### Exercise brief
Return the lines of the listing below word for word, from the line containing "segment black and" through the end of the listing, both ends included.

### Records for processing

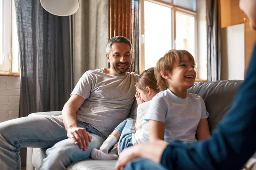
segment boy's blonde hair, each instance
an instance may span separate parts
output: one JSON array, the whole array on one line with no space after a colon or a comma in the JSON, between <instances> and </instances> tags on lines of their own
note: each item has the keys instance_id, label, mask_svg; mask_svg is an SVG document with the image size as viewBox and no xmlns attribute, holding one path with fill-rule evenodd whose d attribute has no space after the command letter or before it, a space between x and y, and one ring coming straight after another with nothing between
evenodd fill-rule
<instances>
[{"instance_id":1,"label":"boy's blonde hair","mask_svg":"<svg viewBox=\"0 0 256 170\"><path fill-rule=\"evenodd\" d=\"M195 65L195 60L191 54L184 50L171 50L168 51L163 57L157 61L155 70L155 75L157 81L157 86L160 91L168 88L168 84L166 79L162 76L161 73L164 72L171 73L173 64L175 62L180 63L184 60L184 56L189 58L189 60L194 65Z\"/></svg>"}]
</instances>

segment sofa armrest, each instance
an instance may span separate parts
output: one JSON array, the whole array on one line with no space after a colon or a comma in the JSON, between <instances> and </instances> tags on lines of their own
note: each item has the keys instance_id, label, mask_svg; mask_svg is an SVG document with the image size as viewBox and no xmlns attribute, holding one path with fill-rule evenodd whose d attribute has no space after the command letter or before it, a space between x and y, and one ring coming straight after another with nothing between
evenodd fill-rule
<instances>
[{"instance_id":1,"label":"sofa armrest","mask_svg":"<svg viewBox=\"0 0 256 170\"><path fill-rule=\"evenodd\" d=\"M29 116L32 116L39 115L60 115L61 114L61 111L54 111L50 112L35 112L29 114Z\"/></svg>"}]
</instances>

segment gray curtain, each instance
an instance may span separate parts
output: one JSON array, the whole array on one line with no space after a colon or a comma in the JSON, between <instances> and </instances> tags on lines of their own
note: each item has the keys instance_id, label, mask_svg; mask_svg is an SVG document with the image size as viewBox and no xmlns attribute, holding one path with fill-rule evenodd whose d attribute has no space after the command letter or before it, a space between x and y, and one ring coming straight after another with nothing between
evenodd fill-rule
<instances>
[{"instance_id":1,"label":"gray curtain","mask_svg":"<svg viewBox=\"0 0 256 170\"><path fill-rule=\"evenodd\" d=\"M221 30L218 0L207 0L208 79L221 79Z\"/></svg>"},{"instance_id":2,"label":"gray curtain","mask_svg":"<svg viewBox=\"0 0 256 170\"><path fill-rule=\"evenodd\" d=\"M140 0L131 0L131 71L140 74Z\"/></svg>"},{"instance_id":3,"label":"gray curtain","mask_svg":"<svg viewBox=\"0 0 256 170\"><path fill-rule=\"evenodd\" d=\"M44 9L39 0L15 0L20 59L19 116L60 110L70 96L68 17Z\"/></svg>"},{"instance_id":4,"label":"gray curtain","mask_svg":"<svg viewBox=\"0 0 256 170\"><path fill-rule=\"evenodd\" d=\"M108 68L109 0L79 0L74 14L74 85L86 71Z\"/></svg>"}]
</instances>

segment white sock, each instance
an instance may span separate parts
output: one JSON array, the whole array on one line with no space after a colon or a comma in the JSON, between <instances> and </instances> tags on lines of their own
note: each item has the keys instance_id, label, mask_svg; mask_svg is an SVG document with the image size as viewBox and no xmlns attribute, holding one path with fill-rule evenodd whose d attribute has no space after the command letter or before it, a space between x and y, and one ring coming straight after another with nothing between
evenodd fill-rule
<instances>
[{"instance_id":1,"label":"white sock","mask_svg":"<svg viewBox=\"0 0 256 170\"><path fill-rule=\"evenodd\" d=\"M103 142L99 147L99 150L105 153L108 153L108 150L111 147L117 142L116 138L113 135L110 135L107 139Z\"/></svg>"},{"instance_id":2,"label":"white sock","mask_svg":"<svg viewBox=\"0 0 256 170\"><path fill-rule=\"evenodd\" d=\"M105 153L97 149L93 149L91 152L91 158L98 160L117 160L118 156L115 154Z\"/></svg>"}]
</instances>

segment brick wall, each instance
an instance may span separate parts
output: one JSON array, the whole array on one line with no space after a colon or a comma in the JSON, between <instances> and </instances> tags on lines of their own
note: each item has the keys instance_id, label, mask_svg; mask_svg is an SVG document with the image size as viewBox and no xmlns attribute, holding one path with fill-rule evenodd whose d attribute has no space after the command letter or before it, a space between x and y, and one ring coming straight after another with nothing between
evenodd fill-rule
<instances>
[{"instance_id":1,"label":"brick wall","mask_svg":"<svg viewBox=\"0 0 256 170\"><path fill-rule=\"evenodd\" d=\"M18 117L20 78L0 76L0 122Z\"/></svg>"}]
</instances>

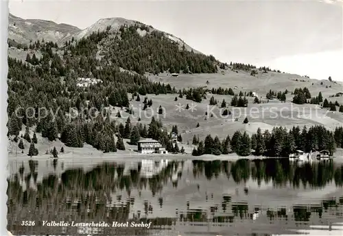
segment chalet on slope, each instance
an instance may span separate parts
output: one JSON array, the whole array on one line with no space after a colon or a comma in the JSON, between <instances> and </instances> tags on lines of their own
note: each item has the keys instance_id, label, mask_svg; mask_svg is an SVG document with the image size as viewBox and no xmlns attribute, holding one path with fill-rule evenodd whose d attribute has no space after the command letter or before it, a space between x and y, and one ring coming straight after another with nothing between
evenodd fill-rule
<instances>
[{"instance_id":1,"label":"chalet on slope","mask_svg":"<svg viewBox=\"0 0 343 236\"><path fill-rule=\"evenodd\" d=\"M152 138L147 138L138 142L138 152L143 154L167 154L168 152L161 142Z\"/></svg>"}]
</instances>

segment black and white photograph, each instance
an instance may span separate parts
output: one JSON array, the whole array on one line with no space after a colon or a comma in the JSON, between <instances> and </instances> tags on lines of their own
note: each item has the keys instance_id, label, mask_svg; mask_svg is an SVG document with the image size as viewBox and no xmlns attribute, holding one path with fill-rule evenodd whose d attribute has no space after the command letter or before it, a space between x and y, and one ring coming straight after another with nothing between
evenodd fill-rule
<instances>
[{"instance_id":1,"label":"black and white photograph","mask_svg":"<svg viewBox=\"0 0 343 236\"><path fill-rule=\"evenodd\" d=\"M343 235L342 1L5 4L8 235Z\"/></svg>"}]
</instances>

### Task answer
segment black and white photograph, each instance
an instance may span separate parts
output: one JSON array, the whole array on one line with no space after a colon or a comma in the JSON, between <instances> and </instances> tags on lines of their own
note: each item has the keys instance_id, label, mask_svg; mask_svg is an SVG document with the image size as viewBox and no xmlns attribute, holding one path with fill-rule evenodd whose d attribute has no space after the command letter or before it, a space between x and y, and one ring coming straight after another with nothing between
evenodd fill-rule
<instances>
[{"instance_id":1,"label":"black and white photograph","mask_svg":"<svg viewBox=\"0 0 343 236\"><path fill-rule=\"evenodd\" d=\"M343 235L342 1L5 4L8 235Z\"/></svg>"}]
</instances>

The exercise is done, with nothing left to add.